THE PROBLEM — Arrange every line of the listing below as a Markdown table with two columns, Row and Entry. Number the rows in order and omit blank lines.

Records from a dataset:
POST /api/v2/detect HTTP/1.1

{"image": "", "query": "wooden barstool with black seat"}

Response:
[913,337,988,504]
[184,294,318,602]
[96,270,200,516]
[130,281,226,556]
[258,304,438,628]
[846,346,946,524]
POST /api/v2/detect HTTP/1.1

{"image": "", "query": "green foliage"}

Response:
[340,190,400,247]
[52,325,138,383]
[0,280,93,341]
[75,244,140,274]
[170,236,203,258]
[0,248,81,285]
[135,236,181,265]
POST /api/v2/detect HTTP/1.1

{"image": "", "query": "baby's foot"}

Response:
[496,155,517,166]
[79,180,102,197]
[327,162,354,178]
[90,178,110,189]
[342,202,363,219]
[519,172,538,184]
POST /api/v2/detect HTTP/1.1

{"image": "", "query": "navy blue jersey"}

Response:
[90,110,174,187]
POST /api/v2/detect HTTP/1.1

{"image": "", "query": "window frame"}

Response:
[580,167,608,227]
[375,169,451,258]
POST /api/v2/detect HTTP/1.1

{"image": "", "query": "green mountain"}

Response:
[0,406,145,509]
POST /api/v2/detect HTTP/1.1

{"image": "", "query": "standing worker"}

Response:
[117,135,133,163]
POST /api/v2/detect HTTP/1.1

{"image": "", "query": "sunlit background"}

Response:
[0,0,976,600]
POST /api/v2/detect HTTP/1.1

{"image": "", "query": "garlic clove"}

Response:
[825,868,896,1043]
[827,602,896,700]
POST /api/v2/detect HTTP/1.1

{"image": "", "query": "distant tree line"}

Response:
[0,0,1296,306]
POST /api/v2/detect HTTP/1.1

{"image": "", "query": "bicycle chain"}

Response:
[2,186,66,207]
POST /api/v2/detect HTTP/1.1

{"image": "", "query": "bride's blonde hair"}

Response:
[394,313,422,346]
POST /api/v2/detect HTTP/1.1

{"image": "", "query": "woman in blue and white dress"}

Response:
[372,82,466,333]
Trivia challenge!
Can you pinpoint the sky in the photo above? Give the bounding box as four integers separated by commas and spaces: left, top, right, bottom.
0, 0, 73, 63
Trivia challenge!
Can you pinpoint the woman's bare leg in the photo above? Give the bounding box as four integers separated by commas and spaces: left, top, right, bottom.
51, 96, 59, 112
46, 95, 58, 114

THE ANSWER —
| Row | Entry |
|---|---|
| 1 | POST /api/v2/detect HTTP/1.1 |
| 2 | {"image": "", "query": "wooden barstool with black seat"} |
| 3 | Response: |
| 4 | [913,337,988,504] |
| 5 | [184,294,318,602] |
| 6 | [96,270,200,516] |
| 7 | [130,281,226,556] |
| 8 | [258,304,438,628] |
| 9 | [846,346,946,524] |
| 10 | POST /api/v2/detect HTTP/1.1 |
| 11 | {"image": "", "query": "green foliage"} |
| 12 | Response: |
| 13 | [340,190,400,247] |
| 14 | [52,325,138,383] |
| 15 | [0,280,93,341] |
| 16 | [75,244,140,274] |
| 17 | [170,236,203,258] |
| 18 | [0,248,81,285] |
| 19 | [135,236,181,265] |
| 20 | POST /api/v2/detect HTTP/1.1 |
| 21 | {"image": "", "query": "baby's foot"} |
| 22 | Response: |
| 23 | [496,155,517,166] |
| 24 | [79,180,102,197] |
| 25 | [327,162,354,178] |
| 26 | [90,178,110,189] |
| 27 | [342,202,363,219] |
| 28 | [519,172,538,184] |
| 29 | POST /api/v2/detect HTTP/1.1 |
| 30 | {"image": "", "query": "navy blue jersey"} |
| 31 | Response: |
| 32 | [90,110,174,187] |
| 33 | POST /api/v2/detect HTTP/1.1 |
| 34 | {"image": "", "query": "window frame"} |
| 35 | Response: |
| 36 | [580,167,608,227] |
| 37 | [375,169,451,258] |
| 38 | POST /api/v2/detect HTTP/1.1 |
| 39 | {"image": "", "query": "green mountain"} |
| 40 | Response: |
| 41 | [0,406,145,509] |
| 42 | POST /api/v2/detect HTTP/1.1 |
| 43 | {"image": "", "query": "standing worker"} |
| 44 | Response: |
| 45 | [117,135,133,163] |
| 46 | POST /api/v2/detect HTTP/1.1 |
| 47 | {"image": "", "query": "sunlit background"} |
| 48 | Response: |
| 49 | [0,0,976,600] |
| 50 | POST /api/v2/detect HTTP/1.1 |
| 51 | {"image": "", "query": "garlic clove"} |
| 52 | Response: |
| 53 | [825,868,896,1043] |
| 54 | [827,602,896,700] |
| 55 | POST /api/v2/detect HTTP/1.1 |
| 56 | {"image": "", "query": "distant tree line"} |
| 57 | Response: |
| 58 | [0,0,1296,306] |
| 59 | POST /api/v2/detect HTTP/1.1 |
| 60 | {"image": "", "query": "bicycle chain"} |
| 61 | Response: |
| 62 | [2,186,66,207] |
| 63 | POST /api/v2/detect HTTP/1.1 |
| 64 | {"image": "", "query": "bride's blonde hair"} |
| 65 | Response: |
| 66 | [394,313,422,346] |
| 67 | POST /api/v2/detect HTTP/1.1 |
| 68 | {"image": "", "query": "woman in blue and white dress"} |
| 69 | Response: |
| 70 | [372,82,466,333] |
| 71 | Trivia challenge! |
| 72 | Can you pinpoint the sky in the photo above? Give the bounding box as four integers separated by commas and spaces: left, top, right, bottom. |
| 73 | 0, 0, 73, 63 |
| 74 | Trivia challenge! |
| 75 | Can you pinpoint the woman's bare leg in the photo above? Give the bounding box as four integers separated by commas and spaces: left, top, right, bottom. |
| 76 | 51, 96, 59, 112 |
| 77 | 46, 95, 58, 114 |